## EXTRACTED RECORDS
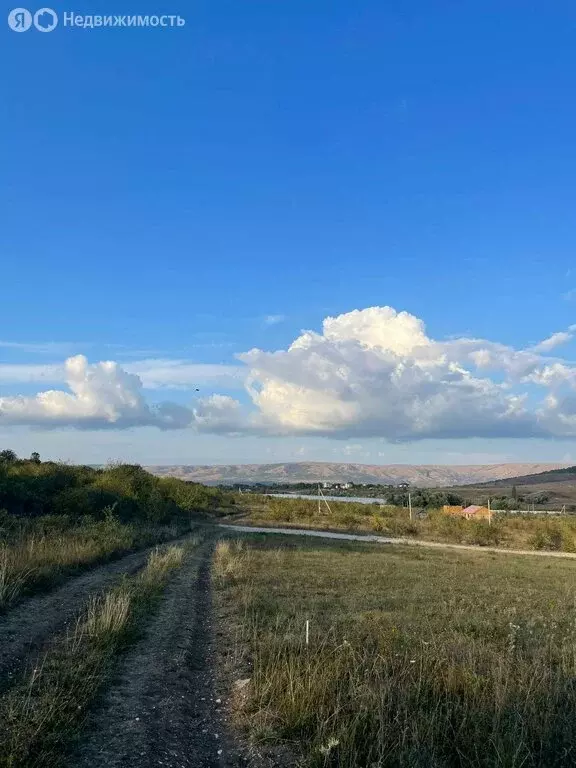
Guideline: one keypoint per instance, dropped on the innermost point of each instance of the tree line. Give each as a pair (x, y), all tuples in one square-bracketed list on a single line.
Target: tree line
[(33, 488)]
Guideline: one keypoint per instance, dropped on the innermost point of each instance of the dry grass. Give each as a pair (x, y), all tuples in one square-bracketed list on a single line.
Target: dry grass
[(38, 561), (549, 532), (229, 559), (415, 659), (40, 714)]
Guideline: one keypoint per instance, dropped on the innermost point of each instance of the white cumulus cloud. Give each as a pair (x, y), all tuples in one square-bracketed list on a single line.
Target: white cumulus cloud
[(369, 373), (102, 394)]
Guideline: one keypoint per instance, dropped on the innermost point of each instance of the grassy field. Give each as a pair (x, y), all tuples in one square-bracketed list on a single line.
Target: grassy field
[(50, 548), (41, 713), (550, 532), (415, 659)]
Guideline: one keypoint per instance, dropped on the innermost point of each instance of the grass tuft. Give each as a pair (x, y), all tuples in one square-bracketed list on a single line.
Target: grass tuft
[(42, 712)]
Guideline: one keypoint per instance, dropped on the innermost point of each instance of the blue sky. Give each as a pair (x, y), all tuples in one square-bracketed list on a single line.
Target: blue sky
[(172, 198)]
...
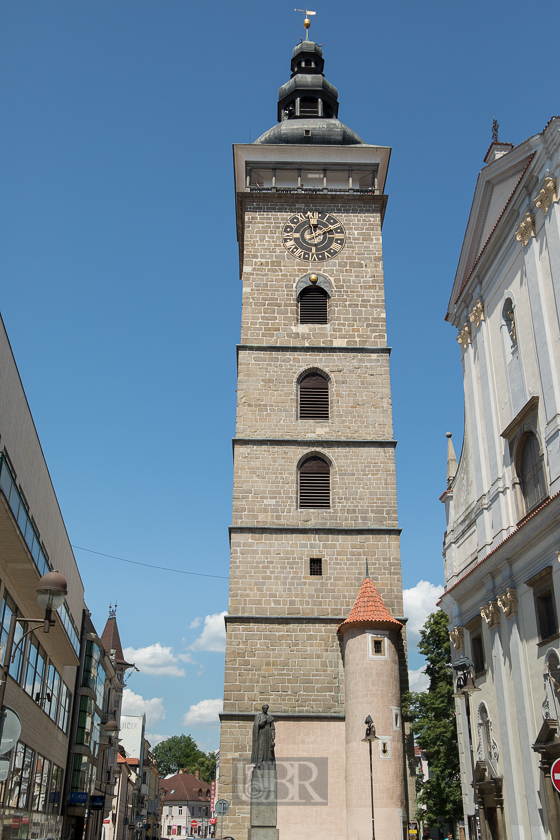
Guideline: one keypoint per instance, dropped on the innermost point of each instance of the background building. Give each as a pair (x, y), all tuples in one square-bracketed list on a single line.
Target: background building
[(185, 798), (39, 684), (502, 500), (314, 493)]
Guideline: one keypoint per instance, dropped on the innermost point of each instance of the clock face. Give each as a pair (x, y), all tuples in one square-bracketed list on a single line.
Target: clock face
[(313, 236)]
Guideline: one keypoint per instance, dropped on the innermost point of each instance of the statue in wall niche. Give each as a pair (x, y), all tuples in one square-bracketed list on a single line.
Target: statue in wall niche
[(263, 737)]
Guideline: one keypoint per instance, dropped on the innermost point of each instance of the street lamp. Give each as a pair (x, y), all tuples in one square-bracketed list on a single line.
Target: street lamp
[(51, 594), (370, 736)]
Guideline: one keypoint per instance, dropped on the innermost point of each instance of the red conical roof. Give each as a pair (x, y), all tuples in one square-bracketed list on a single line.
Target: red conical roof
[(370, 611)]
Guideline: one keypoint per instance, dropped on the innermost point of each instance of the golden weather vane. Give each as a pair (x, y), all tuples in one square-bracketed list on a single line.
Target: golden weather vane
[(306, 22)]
==
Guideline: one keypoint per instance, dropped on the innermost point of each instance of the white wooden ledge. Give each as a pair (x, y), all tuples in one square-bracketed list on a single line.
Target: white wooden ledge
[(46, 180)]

## WHAT IS BEING ASKED
Extract from the records above the lines from the one containing "of the tree" to the one containing "of the blue", both lines included, exactly as they appear and with nothing else.

## COMPLETED TASK
Guideline: one keypoint per instance, dropped on the innermost point of each instance of the tree line. Give each as a pair (x, y), all tuples in one square-bracketed list on a single line.
Target: tree line
[(33, 488)]
Guideline: one keypoint per instance, dropped on the innermost point of each instance of the dry grass. Give each as a pair (x, y), all tuples in one square-bracketed list on a single line.
Target: dry grass
[(38, 561), (549, 532), (229, 559), (415, 659), (40, 714)]
Guideline: one keypoint per instance, dropped on the innermost point of each instance of the white cumulus cloud. Give each as a pair (x, y), all tuples in one square-bracketed list on a single line.
Target: white cumulus cloud
[(369, 373), (102, 394)]
Guideline: one keypoint per instance, dropped on the innermost point of each instance of the grassy field. Give each as a pair (x, y), all tuples in one square-bracketed list on a single line.
Target: grassy field
[(50, 548), (41, 713), (550, 532), (415, 659)]
Guideline: one keypoint per instance, dropped on the innermost point of each instance of the grass tuft. Give each as a pair (x, y), all tuples in one square-bracketed list on a single line.
Target: grass tuft
[(42, 712)]
Guideline: one keypoint per instance, dropped on the innermost point of each instance of the blue sky. Give each as a pair (x, y), all tuples in one square-bracketed list on a single line.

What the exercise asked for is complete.